[Extracted records]
════════════════════
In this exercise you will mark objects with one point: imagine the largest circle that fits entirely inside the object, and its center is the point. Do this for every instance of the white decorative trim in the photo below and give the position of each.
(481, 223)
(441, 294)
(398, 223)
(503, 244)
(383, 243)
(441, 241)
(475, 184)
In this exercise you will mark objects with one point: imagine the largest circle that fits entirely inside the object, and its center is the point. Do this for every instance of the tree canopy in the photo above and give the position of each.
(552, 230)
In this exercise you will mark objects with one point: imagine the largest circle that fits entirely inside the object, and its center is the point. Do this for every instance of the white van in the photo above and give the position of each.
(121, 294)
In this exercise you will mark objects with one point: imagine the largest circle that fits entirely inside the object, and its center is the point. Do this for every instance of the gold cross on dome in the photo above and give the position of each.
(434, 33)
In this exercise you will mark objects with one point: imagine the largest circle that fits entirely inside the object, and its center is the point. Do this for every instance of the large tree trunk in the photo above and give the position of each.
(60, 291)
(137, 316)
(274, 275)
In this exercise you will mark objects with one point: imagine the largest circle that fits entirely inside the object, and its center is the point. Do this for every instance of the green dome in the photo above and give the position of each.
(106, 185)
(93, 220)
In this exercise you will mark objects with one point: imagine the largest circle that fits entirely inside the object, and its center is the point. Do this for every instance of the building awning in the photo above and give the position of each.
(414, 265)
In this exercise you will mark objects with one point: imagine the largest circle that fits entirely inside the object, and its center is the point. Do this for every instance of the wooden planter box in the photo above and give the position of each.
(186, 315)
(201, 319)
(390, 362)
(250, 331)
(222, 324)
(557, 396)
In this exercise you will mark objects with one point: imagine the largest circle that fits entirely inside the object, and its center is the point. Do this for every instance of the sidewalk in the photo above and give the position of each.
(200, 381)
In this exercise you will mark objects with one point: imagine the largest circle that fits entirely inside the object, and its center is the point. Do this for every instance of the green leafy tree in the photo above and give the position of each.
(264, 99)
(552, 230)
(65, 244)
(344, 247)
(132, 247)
════════════════════
> About this exercise
Line by line, please reproduce the records exactly.

> Answer to this exercise
In this exercise you will mark objects with one point: imagine the largest circle that fits entirely inside the object, and its center is the point. Do this for every instance of the white decorative trim in the photo below and give the position of each.
(481, 223)
(441, 294)
(398, 223)
(503, 244)
(383, 243)
(441, 241)
(475, 184)
In this exercise you will mark objects with one point: imagine the largest circle that fits entirely inside the object, and its center is the point. Do this for every instance of the tree canopy in the photo above and give the position of each.
(552, 230)
In this exercise you will mark objects with one point: imagine the largest circle that fits entirely inside the object, and its center is the point. Do this for every instance of the white van in the photo above and give the position of each.
(121, 294)
In this exercise you will mark objects with one point: imagine the largest circle that fits entirely inside the object, and its center is the point. Do this for every instance of the gold cross on dome in the photo above and give the position of each.
(434, 33)
In this exercise you will mark objects with one point: imagine the largest circle that fits entirely inside the object, and its center is the point. Do this for every instance of the large tree trunk in the photo above and give the position of each.
(60, 291)
(137, 316)
(274, 275)
In this exercise you will mark objects with one point: imagine the largest circle that fits entirely inside the object, and its center is the point. Do this for every instance of the green dome in the photo above and give the position of each.
(106, 185)
(93, 220)
In this exercise you will mark objects with one point: imagine the largest circle that fits entirely inside the object, and its center is the point. Do this for every instance of the building awning in the photo above and give the position of each.
(414, 265)
In this exercise you will mark objects with one point: imagine the largest circle that fits entirely inside the object, and its center is the point. Do this for every instance of the wooden planter box in the photo above and give the position of each.
(186, 315)
(201, 319)
(390, 362)
(250, 331)
(222, 324)
(557, 396)
In this exercise you will mark objects with one point: imagine the largest circle that fits entirely inside the object, and its center is the point. Do this for every instance of the sidewalk in the photo above and give the position of each.
(200, 381)
In this exercise you will mark objects with one point: imagine the largest circle that fits entirely inside the object, and its center is the point. Do this for every instance of the green leafy tree in the photo above and give the position of each.
(264, 99)
(552, 230)
(65, 244)
(344, 247)
(132, 247)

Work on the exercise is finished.